**PAGE EXTRACT:**
#####
Northampton General Hospital was given its name in 1903, but a hospital has stood on the site since 1793.
Northampton’s first infirmary on George Row was set up in 1744. For 46 years, it coped with its town house premises, even though the number of beds increased considerably. However, by 1790, surgeon Dr William Kerr realised they needed a new building and started fundraising.
The land to build the new infirmary was purchased from Reverend Walter Griffiths for £1000. An extra piece of land was also bought in order to build a road to the infirmary from St Giles Church. The infirmary would accommodate 100 patients and have its own brewhouse, bakehouse, and laundry. The total cost of the building was £15,000, which went £5000 over budget, causing hardship and bankruptcy for most of the builders involved.
In May 1790, the Medical Committee appointed Mr A. Saxon as the architect, who also acted as the surveyor on site. Local firms that worked on the infirmary included Adson & Gordon (masons), Moore & Lewis (carpenters), Mr Whitney (plumber), and Dadford & Mitchell (plasterers). The facing stone was donated by John Drayton from Kingsthorpe quarries. It was estimated that this donation was worth over £1000.
#####
**RECORDS SUPPLIED:**
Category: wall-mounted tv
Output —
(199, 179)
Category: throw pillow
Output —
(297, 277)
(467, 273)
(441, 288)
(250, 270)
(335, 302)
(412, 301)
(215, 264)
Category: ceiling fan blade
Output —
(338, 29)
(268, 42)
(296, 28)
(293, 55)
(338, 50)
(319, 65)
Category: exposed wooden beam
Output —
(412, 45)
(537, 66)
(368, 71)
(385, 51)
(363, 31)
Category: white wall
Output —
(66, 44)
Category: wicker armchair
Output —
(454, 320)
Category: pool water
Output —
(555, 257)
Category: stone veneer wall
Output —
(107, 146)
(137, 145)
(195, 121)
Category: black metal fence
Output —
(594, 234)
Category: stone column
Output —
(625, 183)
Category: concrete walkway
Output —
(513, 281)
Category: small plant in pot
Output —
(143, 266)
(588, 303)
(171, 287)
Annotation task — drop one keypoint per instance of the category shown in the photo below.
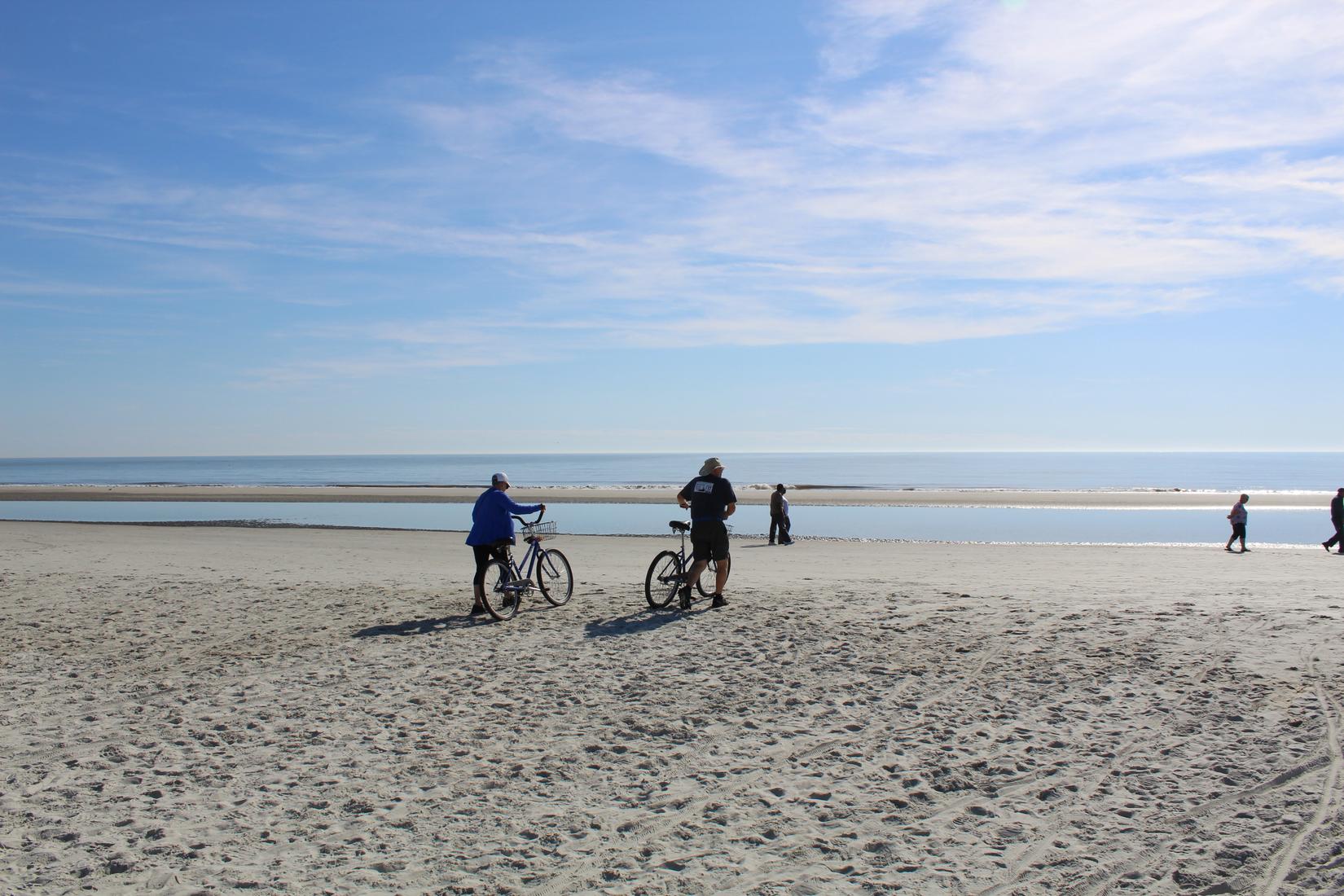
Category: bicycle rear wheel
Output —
#####
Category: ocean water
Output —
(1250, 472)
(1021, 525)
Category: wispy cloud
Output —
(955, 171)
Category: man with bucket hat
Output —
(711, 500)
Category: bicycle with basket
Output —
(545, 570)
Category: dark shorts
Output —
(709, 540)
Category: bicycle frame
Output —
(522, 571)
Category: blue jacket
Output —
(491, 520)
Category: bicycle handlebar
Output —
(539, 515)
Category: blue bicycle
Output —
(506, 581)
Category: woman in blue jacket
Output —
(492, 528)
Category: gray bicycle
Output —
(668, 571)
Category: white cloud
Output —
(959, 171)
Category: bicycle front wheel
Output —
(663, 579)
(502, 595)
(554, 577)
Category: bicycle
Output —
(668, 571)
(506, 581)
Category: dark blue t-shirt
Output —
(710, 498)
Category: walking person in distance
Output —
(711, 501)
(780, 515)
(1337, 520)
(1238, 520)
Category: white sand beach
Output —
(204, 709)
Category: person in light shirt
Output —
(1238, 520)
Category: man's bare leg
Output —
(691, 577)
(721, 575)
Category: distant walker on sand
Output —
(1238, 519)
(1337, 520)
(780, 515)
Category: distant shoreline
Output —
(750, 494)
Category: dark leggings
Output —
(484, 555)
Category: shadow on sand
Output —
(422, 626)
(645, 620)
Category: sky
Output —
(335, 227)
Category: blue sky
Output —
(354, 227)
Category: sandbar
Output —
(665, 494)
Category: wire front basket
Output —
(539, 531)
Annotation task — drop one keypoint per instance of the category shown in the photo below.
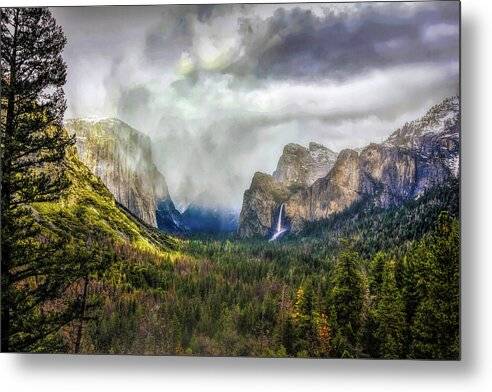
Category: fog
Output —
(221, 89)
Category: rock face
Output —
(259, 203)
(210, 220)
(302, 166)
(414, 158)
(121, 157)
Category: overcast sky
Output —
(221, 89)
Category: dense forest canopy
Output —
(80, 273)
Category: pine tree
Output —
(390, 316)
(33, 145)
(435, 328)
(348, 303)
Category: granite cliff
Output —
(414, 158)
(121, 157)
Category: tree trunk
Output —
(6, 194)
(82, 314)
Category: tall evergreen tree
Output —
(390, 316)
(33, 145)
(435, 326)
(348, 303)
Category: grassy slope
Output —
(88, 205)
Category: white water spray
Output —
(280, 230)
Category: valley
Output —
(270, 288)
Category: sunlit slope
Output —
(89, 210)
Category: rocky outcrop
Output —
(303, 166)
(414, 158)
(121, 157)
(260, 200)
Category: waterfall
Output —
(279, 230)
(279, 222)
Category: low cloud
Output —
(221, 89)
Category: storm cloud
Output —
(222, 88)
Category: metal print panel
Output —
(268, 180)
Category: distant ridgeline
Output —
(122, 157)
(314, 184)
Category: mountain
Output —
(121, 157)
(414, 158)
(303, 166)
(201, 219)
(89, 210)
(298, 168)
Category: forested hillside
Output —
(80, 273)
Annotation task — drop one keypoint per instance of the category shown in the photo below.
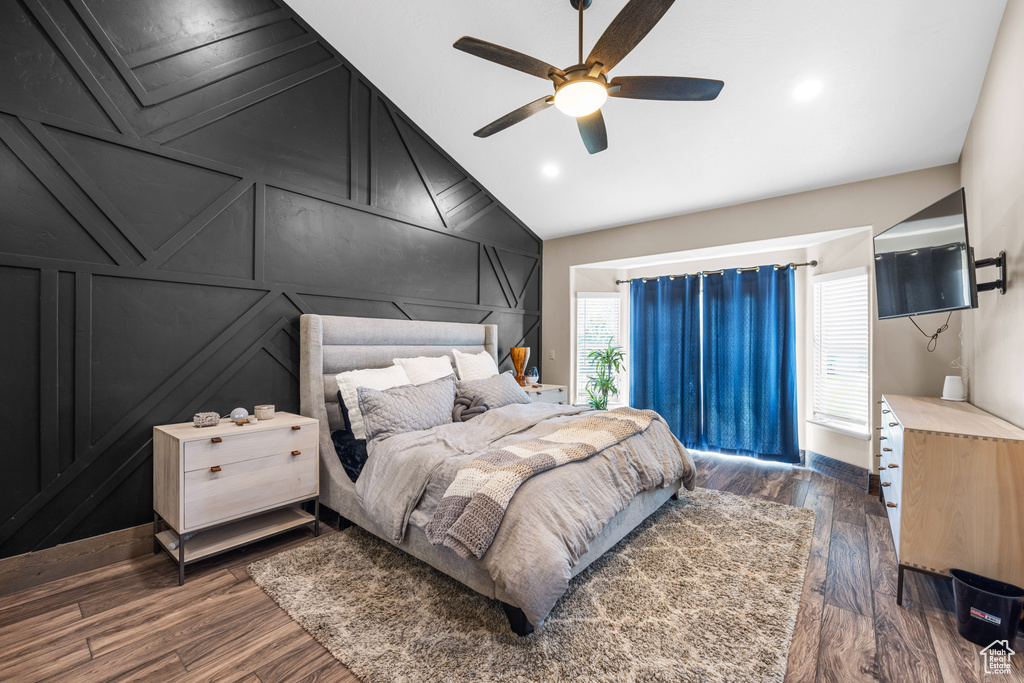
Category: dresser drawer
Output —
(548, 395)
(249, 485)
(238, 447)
#####
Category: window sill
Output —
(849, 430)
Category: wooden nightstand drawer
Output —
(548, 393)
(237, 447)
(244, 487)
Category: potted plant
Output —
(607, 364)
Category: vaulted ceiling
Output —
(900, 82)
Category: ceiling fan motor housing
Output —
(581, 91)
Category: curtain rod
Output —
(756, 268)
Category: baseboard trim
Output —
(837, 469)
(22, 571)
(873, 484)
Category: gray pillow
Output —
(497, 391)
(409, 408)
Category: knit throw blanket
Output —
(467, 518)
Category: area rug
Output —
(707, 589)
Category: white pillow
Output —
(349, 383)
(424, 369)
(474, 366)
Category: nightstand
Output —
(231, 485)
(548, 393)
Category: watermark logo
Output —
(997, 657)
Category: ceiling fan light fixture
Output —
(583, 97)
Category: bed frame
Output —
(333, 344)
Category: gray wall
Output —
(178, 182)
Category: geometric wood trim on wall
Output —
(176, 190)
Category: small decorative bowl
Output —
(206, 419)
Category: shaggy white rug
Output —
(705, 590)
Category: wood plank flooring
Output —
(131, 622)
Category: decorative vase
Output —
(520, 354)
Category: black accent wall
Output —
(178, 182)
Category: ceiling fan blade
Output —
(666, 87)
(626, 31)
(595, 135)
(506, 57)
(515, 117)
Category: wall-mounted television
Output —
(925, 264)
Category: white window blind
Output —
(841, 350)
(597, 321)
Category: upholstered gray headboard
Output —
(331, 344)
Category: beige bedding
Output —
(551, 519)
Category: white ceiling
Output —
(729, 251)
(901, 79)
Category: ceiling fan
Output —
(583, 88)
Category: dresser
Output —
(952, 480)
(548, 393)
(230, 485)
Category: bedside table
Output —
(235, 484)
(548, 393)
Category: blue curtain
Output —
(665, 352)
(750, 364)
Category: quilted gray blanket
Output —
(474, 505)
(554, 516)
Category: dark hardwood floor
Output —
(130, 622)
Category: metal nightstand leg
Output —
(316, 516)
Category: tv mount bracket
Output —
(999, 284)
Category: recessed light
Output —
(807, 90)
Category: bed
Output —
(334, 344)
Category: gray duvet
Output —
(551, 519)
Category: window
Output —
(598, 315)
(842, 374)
#####
**WHAT IS BEING ASKED:**
Pick up the history of Northampton General Hospital after its last sentence and carry it on. None of these lines have any bearing on the exercise.

**FINAL ANSWER:**
When the infirmary opened in 1793, the staff consisted of a surgeon, apothecary, matron, four nurses, four maids, and a porter. House rules were strict and religion played a large part in the daily routine. When the patients started to recover, they were expected to look after those less able - washing, cleaning and fetching meals. Assisting in the pharmacy was a popular choice. However, after staff discovered this was because it was where the wine and spirit stores were held, patients were closely supervised by a porter!
In the early days, patients were generally poor and were grateful for the free treatment, care, and food during their hospital stay. In the 19th century, some patients were less compliant and did not follow the house rules.
The hospital expanded several times in the 19th and 20th centuries, as did the town. What began as an infirmary built on an 8 acre site on the edge of town, with open views down to the River Nene, is now a town hospital on a site covering 46 acres.